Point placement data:
>>>>>
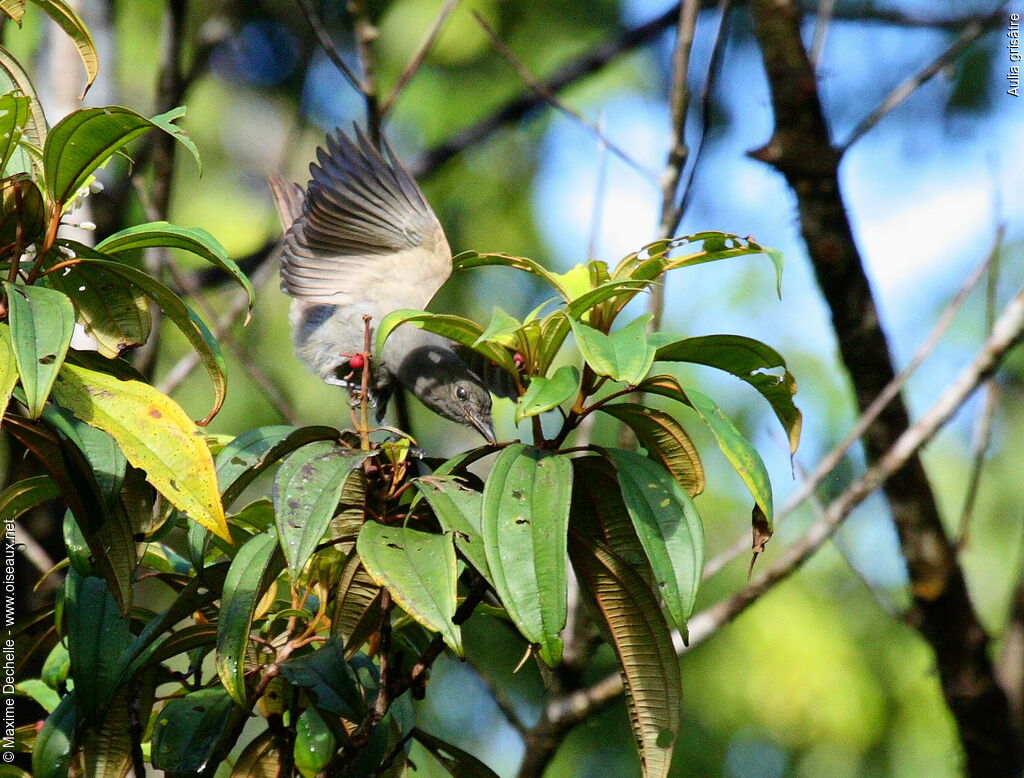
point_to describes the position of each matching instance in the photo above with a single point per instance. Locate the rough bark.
(942, 611)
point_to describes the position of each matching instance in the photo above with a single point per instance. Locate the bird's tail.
(288, 198)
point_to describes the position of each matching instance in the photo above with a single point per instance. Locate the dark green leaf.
(42, 322)
(669, 527)
(96, 633)
(665, 440)
(195, 330)
(72, 24)
(420, 571)
(51, 754)
(165, 234)
(328, 676)
(85, 138)
(547, 393)
(758, 364)
(642, 640)
(460, 512)
(190, 732)
(306, 490)
(26, 494)
(14, 113)
(525, 519)
(113, 311)
(625, 355)
(253, 571)
(457, 762)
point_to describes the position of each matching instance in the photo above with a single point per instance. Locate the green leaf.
(468, 260)
(14, 113)
(51, 754)
(665, 440)
(261, 759)
(42, 322)
(195, 330)
(254, 451)
(156, 436)
(669, 527)
(26, 494)
(500, 330)
(13, 77)
(165, 234)
(84, 139)
(643, 643)
(96, 632)
(547, 393)
(314, 743)
(737, 449)
(306, 490)
(459, 510)
(330, 678)
(420, 571)
(625, 355)
(525, 520)
(758, 364)
(460, 330)
(111, 309)
(40, 692)
(457, 762)
(253, 571)
(72, 24)
(13, 8)
(355, 611)
(190, 732)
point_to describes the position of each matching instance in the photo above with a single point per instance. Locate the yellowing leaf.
(155, 434)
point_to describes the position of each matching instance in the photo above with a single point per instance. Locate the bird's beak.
(482, 426)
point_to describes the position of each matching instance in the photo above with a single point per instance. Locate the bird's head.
(465, 400)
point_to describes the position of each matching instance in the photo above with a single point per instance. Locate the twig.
(1007, 333)
(417, 61)
(324, 38)
(984, 431)
(971, 33)
(714, 70)
(832, 460)
(824, 14)
(548, 96)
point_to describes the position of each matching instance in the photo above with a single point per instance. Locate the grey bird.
(360, 241)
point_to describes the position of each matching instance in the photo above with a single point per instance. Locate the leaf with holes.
(669, 527)
(525, 520)
(666, 440)
(154, 433)
(42, 322)
(419, 569)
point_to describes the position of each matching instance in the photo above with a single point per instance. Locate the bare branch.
(527, 78)
(417, 61)
(832, 460)
(971, 33)
(324, 37)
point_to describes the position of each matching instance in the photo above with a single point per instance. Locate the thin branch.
(624, 42)
(417, 61)
(1008, 332)
(824, 15)
(548, 96)
(832, 460)
(971, 33)
(714, 70)
(324, 38)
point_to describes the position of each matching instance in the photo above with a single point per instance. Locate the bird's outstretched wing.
(367, 235)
<<<<<
## Aim of the task:
Copy out the lines from the one containing "the bare branch." through the end of the data, with no changes.

## The solution:
point_to describes the position of each matching instance in the photo above with a single point per instance. Locate the bare branch.
(527, 78)
(417, 61)
(832, 460)
(971, 33)
(324, 37)
point_to describes the position of each matching instance in the photo above with a single point per instance. Locate the thin branch.
(624, 42)
(417, 61)
(1008, 332)
(824, 15)
(548, 96)
(832, 460)
(971, 33)
(714, 70)
(324, 38)
point_to describes the position of each matching instance in the photo above with a single point per instance. Locate the bird's outstretched wing.
(367, 235)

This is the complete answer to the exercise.